[Begin]

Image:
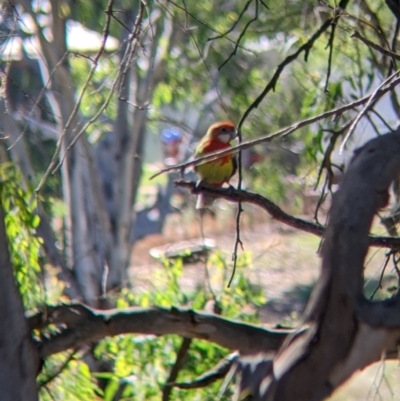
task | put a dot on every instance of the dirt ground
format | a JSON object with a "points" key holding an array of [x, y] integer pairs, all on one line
{"points": [[285, 263]]}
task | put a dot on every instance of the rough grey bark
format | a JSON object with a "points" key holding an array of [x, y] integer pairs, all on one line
{"points": [[19, 358], [342, 335]]}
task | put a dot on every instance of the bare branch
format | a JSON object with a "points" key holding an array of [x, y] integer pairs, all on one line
{"points": [[337, 343], [375, 46], [236, 195], [281, 133], [373, 99], [306, 47], [86, 325], [218, 372]]}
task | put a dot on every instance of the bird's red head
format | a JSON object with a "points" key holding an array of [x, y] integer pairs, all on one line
{"points": [[225, 131]]}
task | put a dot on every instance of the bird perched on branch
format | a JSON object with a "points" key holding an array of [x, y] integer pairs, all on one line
{"points": [[216, 172]]}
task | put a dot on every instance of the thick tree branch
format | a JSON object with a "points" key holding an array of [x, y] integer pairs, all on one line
{"points": [[85, 325], [337, 343], [236, 195]]}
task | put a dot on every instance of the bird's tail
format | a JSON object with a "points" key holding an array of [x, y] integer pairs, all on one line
{"points": [[204, 201]]}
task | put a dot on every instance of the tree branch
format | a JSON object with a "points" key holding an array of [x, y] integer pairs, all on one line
{"points": [[85, 325], [284, 131], [337, 343], [236, 195]]}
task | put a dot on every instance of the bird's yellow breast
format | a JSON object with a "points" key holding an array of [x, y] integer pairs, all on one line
{"points": [[216, 172]]}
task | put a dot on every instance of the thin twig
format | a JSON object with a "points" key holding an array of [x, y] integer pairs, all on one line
{"points": [[375, 46], [377, 94], [241, 36], [180, 359]]}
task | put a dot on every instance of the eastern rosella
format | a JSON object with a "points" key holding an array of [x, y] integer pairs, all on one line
{"points": [[219, 171]]}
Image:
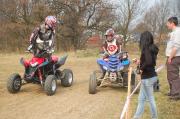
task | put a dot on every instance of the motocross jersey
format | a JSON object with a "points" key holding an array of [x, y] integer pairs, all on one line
{"points": [[112, 47], [42, 40]]}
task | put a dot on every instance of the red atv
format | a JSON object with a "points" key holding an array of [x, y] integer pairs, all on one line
{"points": [[44, 71]]}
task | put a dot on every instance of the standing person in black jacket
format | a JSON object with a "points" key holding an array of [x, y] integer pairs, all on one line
{"points": [[147, 63]]}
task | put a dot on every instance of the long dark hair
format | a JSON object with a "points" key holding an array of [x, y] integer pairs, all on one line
{"points": [[146, 40]]}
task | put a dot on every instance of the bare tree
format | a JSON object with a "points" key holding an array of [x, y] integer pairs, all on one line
{"points": [[129, 10]]}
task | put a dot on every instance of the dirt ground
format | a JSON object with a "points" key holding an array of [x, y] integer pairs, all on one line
{"points": [[68, 103], [74, 102]]}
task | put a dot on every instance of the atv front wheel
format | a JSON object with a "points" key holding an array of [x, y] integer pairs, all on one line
{"points": [[14, 83], [50, 85], [92, 84], [67, 80]]}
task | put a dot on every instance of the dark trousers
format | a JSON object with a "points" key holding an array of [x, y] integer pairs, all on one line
{"points": [[173, 75]]}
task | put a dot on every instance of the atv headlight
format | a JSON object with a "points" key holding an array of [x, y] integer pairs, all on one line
{"points": [[34, 64], [104, 67]]}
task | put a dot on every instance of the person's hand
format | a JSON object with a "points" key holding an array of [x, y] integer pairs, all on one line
{"points": [[169, 60], [136, 61]]}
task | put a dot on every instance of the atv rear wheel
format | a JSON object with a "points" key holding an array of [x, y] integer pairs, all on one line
{"points": [[67, 80], [92, 84], [14, 83], [50, 85]]}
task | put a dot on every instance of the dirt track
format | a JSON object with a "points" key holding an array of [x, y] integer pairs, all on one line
{"points": [[68, 103]]}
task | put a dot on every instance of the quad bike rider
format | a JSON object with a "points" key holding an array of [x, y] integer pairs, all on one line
{"points": [[42, 38], [43, 68], [111, 46], [114, 65]]}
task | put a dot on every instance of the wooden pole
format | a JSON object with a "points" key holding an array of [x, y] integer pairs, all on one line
{"points": [[129, 92]]}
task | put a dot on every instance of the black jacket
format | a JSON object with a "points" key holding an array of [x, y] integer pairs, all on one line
{"points": [[148, 61]]}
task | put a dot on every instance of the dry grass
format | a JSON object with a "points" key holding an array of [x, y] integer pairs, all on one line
{"points": [[167, 109]]}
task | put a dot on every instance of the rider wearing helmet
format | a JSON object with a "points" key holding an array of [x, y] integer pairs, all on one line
{"points": [[111, 46], [42, 38]]}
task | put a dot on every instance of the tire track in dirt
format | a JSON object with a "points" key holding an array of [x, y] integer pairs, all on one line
{"points": [[68, 103]]}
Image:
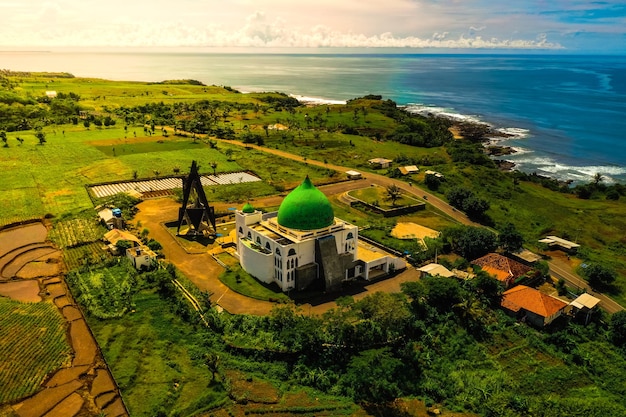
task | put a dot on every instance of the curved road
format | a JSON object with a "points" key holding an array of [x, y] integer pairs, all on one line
{"points": [[557, 269]]}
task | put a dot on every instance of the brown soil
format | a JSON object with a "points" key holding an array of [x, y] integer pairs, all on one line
{"points": [[11, 269], [102, 383], [49, 266], [68, 391], [84, 345], [26, 291], [17, 237], [69, 407], [46, 400]]}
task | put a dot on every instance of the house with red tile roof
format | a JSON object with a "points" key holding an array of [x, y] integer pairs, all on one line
{"points": [[532, 306], [504, 269]]}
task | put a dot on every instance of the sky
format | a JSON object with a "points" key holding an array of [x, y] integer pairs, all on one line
{"points": [[574, 26]]}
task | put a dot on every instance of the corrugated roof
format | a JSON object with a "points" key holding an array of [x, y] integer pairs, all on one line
{"points": [[585, 300], [116, 235], [497, 262], [529, 299]]}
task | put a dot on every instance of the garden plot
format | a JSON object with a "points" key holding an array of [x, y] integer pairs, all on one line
{"points": [[165, 184]]}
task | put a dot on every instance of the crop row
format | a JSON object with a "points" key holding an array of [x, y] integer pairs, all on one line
{"points": [[5, 221], [71, 233], [88, 254], [33, 343]]}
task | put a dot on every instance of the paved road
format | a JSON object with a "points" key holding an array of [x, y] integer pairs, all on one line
{"points": [[203, 271], [560, 270]]}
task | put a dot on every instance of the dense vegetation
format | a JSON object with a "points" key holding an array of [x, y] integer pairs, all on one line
{"points": [[32, 344], [438, 340]]}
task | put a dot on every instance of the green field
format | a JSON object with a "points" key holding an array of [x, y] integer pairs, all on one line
{"points": [[33, 343]]}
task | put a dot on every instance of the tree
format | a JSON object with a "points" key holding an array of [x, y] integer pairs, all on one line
{"points": [[510, 238], [597, 178], [617, 328], [490, 288], [123, 245], [599, 276], [373, 376], [394, 193], [40, 135], [475, 207], [470, 242], [432, 181], [457, 195], [212, 361]]}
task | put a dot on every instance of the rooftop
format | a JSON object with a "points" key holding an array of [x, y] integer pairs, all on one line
{"points": [[305, 208], [500, 265], [530, 299]]}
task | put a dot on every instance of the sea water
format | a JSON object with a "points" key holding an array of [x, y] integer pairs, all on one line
{"points": [[566, 115]]}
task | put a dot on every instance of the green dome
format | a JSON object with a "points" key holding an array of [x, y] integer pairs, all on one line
{"points": [[305, 208], [248, 208]]}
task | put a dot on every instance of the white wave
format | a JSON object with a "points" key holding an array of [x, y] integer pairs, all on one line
{"points": [[424, 110], [316, 100], [548, 166], [514, 132]]}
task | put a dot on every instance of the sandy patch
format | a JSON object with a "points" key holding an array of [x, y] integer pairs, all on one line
{"points": [[15, 265], [63, 376], [71, 313], [41, 268], [69, 407], [46, 400], [17, 237], [26, 291], [83, 344], [102, 383], [413, 231]]}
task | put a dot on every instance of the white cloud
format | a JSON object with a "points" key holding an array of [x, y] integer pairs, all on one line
{"points": [[284, 23]]}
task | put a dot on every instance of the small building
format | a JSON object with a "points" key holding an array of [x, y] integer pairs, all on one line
{"points": [[583, 305], [526, 257], [435, 270], [354, 175], [116, 235], [559, 243], [409, 169], [379, 163], [505, 270], [111, 218], [141, 256], [532, 306], [435, 173], [304, 246]]}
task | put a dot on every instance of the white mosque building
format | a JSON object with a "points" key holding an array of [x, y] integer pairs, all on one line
{"points": [[304, 245]]}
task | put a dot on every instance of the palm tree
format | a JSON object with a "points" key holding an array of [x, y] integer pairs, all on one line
{"points": [[597, 178], [394, 193]]}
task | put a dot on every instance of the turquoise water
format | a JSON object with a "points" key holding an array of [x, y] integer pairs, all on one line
{"points": [[567, 113]]}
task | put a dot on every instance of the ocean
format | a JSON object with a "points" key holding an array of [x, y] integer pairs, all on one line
{"points": [[566, 114]]}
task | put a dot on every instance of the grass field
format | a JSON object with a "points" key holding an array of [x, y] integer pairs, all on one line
{"points": [[32, 344]]}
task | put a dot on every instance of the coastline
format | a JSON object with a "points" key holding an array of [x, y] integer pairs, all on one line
{"points": [[509, 148]]}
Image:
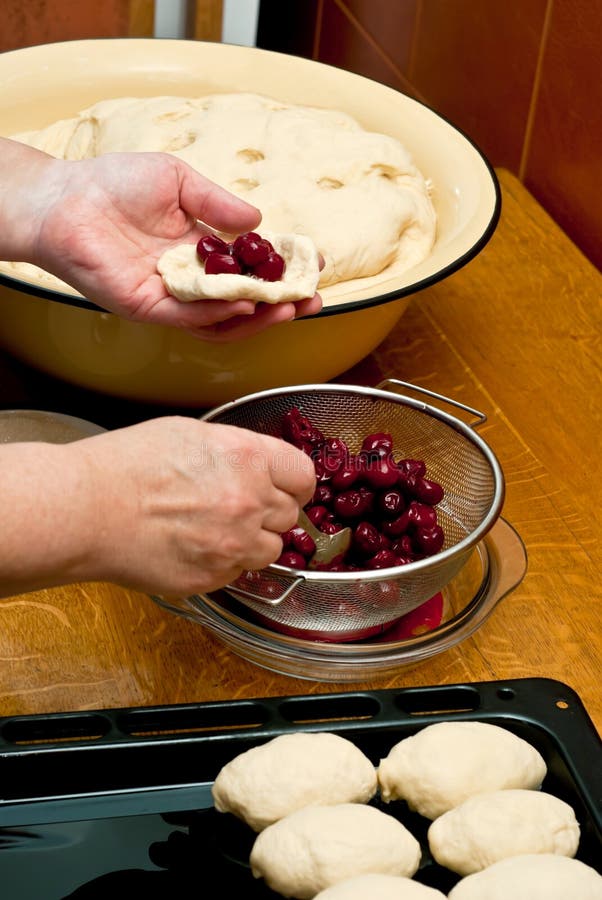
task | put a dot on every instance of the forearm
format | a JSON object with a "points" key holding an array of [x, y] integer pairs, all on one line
{"points": [[30, 181], [48, 517]]}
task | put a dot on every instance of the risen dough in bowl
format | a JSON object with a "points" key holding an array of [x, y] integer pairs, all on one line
{"points": [[318, 846], [445, 763], [542, 876], [291, 771], [310, 171], [499, 824]]}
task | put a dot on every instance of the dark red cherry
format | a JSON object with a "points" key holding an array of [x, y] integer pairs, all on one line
{"points": [[391, 503], [422, 515], [354, 503], [301, 541], [329, 527], [251, 249], [384, 559], [412, 466], [222, 264], [366, 539], [381, 473], [271, 268], [403, 546], [292, 560], [346, 476], [323, 495], [429, 540], [211, 243], [379, 443], [316, 514]]}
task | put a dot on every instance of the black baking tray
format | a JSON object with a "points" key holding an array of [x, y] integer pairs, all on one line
{"points": [[110, 802]]}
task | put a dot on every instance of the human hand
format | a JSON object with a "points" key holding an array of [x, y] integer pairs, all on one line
{"points": [[101, 225], [182, 507]]}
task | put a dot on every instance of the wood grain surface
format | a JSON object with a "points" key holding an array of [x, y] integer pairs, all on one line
{"points": [[516, 334]]}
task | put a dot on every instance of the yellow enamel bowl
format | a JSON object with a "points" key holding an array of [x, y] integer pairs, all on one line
{"points": [[68, 337]]}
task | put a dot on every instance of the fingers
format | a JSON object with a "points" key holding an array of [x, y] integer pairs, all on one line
{"points": [[215, 206], [282, 515], [291, 470], [264, 316]]}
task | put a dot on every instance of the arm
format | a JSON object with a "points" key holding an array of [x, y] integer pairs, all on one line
{"points": [[170, 506], [101, 225]]}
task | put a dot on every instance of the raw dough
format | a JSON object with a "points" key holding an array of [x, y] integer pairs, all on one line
{"points": [[184, 275], [274, 779], [317, 846], [498, 824], [445, 763], [310, 171], [379, 887], [541, 876]]}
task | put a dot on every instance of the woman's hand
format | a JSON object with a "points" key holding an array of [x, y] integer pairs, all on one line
{"points": [[171, 506], [101, 225]]}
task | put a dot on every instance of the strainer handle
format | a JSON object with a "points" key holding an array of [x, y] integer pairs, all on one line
{"points": [[270, 601], [480, 418]]}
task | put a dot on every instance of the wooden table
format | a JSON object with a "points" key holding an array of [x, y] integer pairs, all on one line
{"points": [[516, 334]]}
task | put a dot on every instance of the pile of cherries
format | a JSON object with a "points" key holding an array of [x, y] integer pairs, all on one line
{"points": [[388, 503], [248, 254]]}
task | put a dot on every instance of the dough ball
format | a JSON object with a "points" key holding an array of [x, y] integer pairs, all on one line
{"points": [[379, 887], [541, 876], [184, 276], [317, 846], [498, 824], [357, 194], [445, 763], [291, 771]]}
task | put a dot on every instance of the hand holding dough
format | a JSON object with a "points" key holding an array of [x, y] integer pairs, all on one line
{"points": [[184, 274]]}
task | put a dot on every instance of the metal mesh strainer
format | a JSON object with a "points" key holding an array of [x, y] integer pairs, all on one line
{"points": [[340, 606]]}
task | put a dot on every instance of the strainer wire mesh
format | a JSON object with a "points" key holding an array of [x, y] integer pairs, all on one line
{"points": [[340, 603]]}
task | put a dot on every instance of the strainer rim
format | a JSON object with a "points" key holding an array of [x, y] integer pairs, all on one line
{"points": [[462, 546]]}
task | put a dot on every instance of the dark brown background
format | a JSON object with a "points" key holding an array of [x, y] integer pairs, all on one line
{"points": [[521, 77]]}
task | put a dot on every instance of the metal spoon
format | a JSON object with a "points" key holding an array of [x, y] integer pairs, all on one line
{"points": [[327, 545]]}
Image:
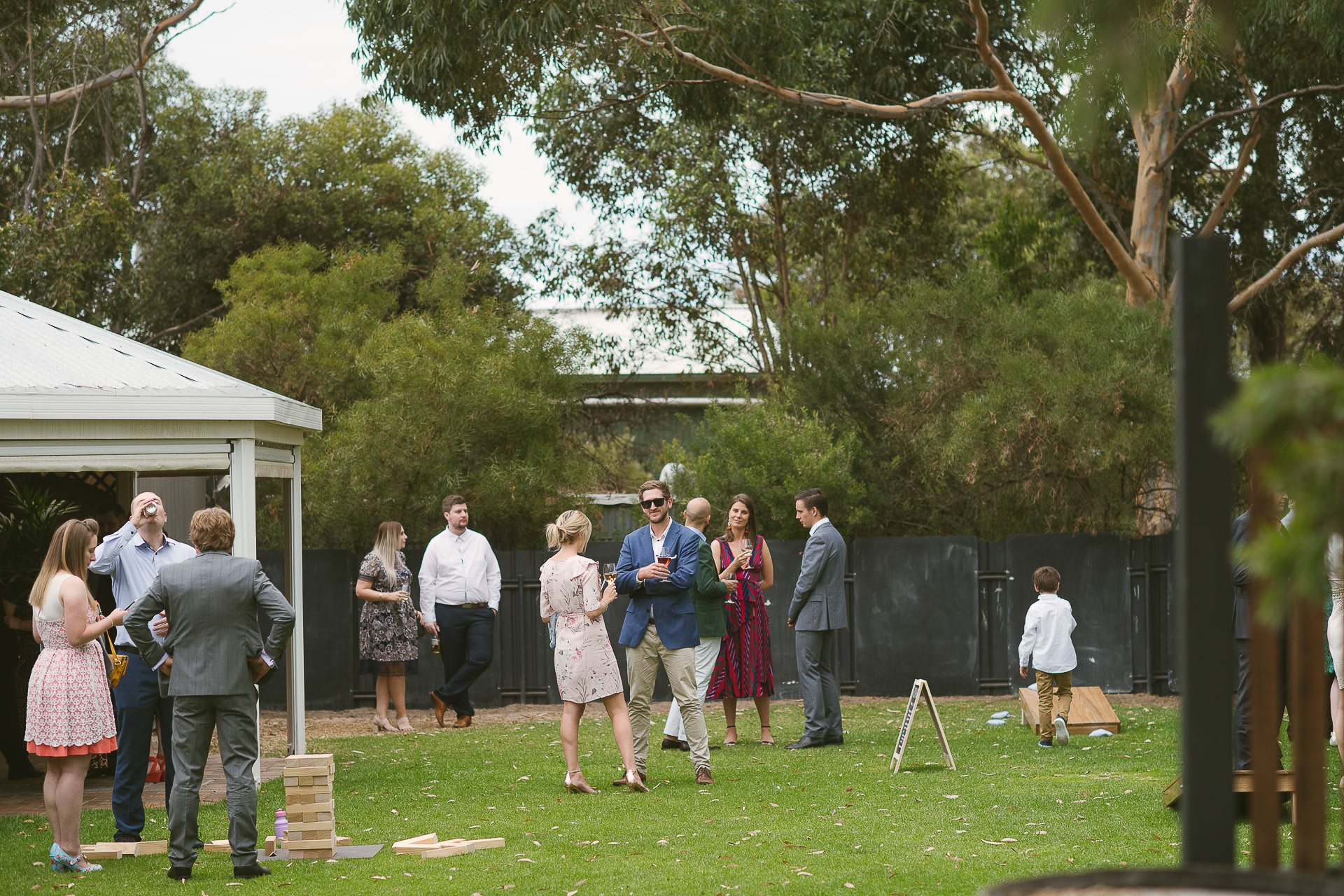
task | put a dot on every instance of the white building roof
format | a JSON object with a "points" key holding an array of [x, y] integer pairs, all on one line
{"points": [[57, 367], [670, 359]]}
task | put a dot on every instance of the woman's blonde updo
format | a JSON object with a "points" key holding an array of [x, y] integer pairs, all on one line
{"points": [[571, 527]]}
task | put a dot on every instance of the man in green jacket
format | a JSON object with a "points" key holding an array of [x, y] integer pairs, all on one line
{"points": [[708, 594]]}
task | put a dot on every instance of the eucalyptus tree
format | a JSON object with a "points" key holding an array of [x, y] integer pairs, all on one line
{"points": [[1171, 113]]}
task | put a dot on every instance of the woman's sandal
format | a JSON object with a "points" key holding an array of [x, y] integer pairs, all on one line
{"points": [[574, 783]]}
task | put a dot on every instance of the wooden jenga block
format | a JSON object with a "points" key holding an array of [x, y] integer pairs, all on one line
{"points": [[416, 846], [316, 790], [102, 846], [451, 849], [309, 760], [487, 843], [308, 827]]}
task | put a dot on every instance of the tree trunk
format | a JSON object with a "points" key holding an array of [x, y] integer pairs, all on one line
{"points": [[1155, 132]]}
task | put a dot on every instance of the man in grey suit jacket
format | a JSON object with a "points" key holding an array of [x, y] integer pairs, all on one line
{"points": [[213, 659], [816, 613]]}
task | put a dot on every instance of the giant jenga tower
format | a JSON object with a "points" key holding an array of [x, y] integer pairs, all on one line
{"points": [[311, 806]]}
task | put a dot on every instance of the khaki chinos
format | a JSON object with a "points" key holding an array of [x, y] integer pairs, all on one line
{"points": [[641, 664]]}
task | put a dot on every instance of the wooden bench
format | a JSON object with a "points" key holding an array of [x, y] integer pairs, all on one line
{"points": [[1243, 782], [1089, 711]]}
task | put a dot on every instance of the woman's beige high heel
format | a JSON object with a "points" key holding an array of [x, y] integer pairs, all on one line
{"points": [[574, 783]]}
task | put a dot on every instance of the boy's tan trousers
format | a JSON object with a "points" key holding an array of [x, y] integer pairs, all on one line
{"points": [[1046, 703]]}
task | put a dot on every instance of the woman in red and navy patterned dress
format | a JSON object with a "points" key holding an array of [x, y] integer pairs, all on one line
{"points": [[743, 668]]}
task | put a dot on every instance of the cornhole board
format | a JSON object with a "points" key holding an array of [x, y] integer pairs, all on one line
{"points": [[917, 691], [340, 852], [1243, 782], [1089, 713]]}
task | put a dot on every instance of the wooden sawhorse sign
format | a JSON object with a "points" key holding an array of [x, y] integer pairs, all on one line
{"points": [[921, 690]]}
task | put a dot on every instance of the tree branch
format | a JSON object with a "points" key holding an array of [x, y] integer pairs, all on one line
{"points": [[186, 324], [147, 50], [832, 102], [1324, 238], [1219, 115], [1006, 93]]}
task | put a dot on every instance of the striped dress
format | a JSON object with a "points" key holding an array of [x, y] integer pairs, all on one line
{"points": [[743, 668]]}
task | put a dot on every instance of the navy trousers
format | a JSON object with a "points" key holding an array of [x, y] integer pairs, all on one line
{"points": [[467, 644], [137, 704]]}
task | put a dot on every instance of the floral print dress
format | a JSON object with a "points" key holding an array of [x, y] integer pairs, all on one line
{"points": [[69, 701], [585, 665], [388, 631]]}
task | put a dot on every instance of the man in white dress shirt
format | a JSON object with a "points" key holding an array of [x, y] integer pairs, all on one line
{"points": [[460, 598]]}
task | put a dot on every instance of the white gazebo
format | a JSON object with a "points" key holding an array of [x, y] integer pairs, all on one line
{"points": [[80, 399]]}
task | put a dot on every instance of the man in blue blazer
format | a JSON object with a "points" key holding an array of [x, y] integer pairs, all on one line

[End]

_WORK TO BE COMPLETED_
Every line from the one containing "white dress shirt" through the last line must be copied exactly; leave out the rest.

_FINAL RESULT_
task | put a dot on every instance of the man in white dress shirt
format | a JSON object with a "points" key holding an array of [x, y] integer pairs, all on one line
{"points": [[460, 598]]}
task | put a dot on every instance of the white gazebo
format | a JSON object with a "points" key holding an array of [x, y] integer pairs, all on one line
{"points": [[80, 399]]}
task | put a dot on every instance of the man in blue blazer
format | a JSON object with a "points" key holding an array of [x, y] integer pairs, all on one line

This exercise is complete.